WORK REQUIRED
Answer these questions from the text on cancer mutator phenotypes below.
(a) What term does the text give for an elevated mutation rate?
(b) In what percentage of endometrial cancer are POLE mutations affecting the proofreading exonuclease found?
(c) Which polymerase is named as the main lagging strand DNA polymerase?

GIVEN TEXT
Many cancers defy treatment despite substantial investments in the development of anticancer drugs. Those cancers that do respond to chemotherapy often evolve resistance, necessitating a steady supply of new therapies. An alternative strategy is needed that takes into account evolutionary theory. The recalcitrant nature of cancer lies in its origin and treatment. Sustained selective pressure during neoplasia and chemotherapy favors cells with an elevated mutation rate (“mutator phenotype”) that acquire adaptive mutations more readily (1, 2). Mutator phenotypes result in reservoirs of genetically diverse cells from which resistance arises. The unifying feature of many of these cells is a mutator allele. Thus, therapies that target mutator phenotypes represent a rational way forward. Attenuation of mutator phenotypes may slow tumor progression or improve conventional chemotherapy by slowing the evolution of drug resistance. Alternatively, synthetic–lethal interactions between mutator phenotypes and other pathways may be used to kill tumor cells selectively. Increasing mutation rate beyond a threshold may compromise replicative fitness directly or enhance the overall immunogenicity of the tumor clone.

The best-characterized mutator phenotype in cancer derives from mismatch repair (MMR) defects, which increase point mutation rate and microsatellite instability. MMR defects lead to colorectal cancer (CRC) and endometrial cancer (EC) (3), among others. MMR cooperates with DNA polymerase proofreading to correct polymerase errors, which are the most abundant known source of potential mutations in dividing cells (4). Recently, germline and somatic mutations have been described affecting human POLE, encoding the catalytic subunit of polymerase (Pol) ε. Evidence from yeast and human studies indicates that Pol ε performs the bulk of leading strand DNA replication (5–9). POLE mutations affecting the proofreading exonuclease are found in 3% of CRC and 7% of EC (6, 10–14). Mutations affecting the proofreading function of Pol δ, the main lagging strand DNA polymerase, were also observed, although less frequently (6, 10–14). These observations support the hypothesis that maintenance of DNA replication fidelity restrains neoplasia in humans, as first observed in mice (15–17), and advance mutator polymerases as important targets to consider for therapeutic intervention.

Referring expression pointing data:

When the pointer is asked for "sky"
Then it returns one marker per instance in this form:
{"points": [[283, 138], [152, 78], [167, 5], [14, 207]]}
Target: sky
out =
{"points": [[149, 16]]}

WRITTEN RESPONSE
(a) Mutator phenotype
(b) 7%
(c) Pol δ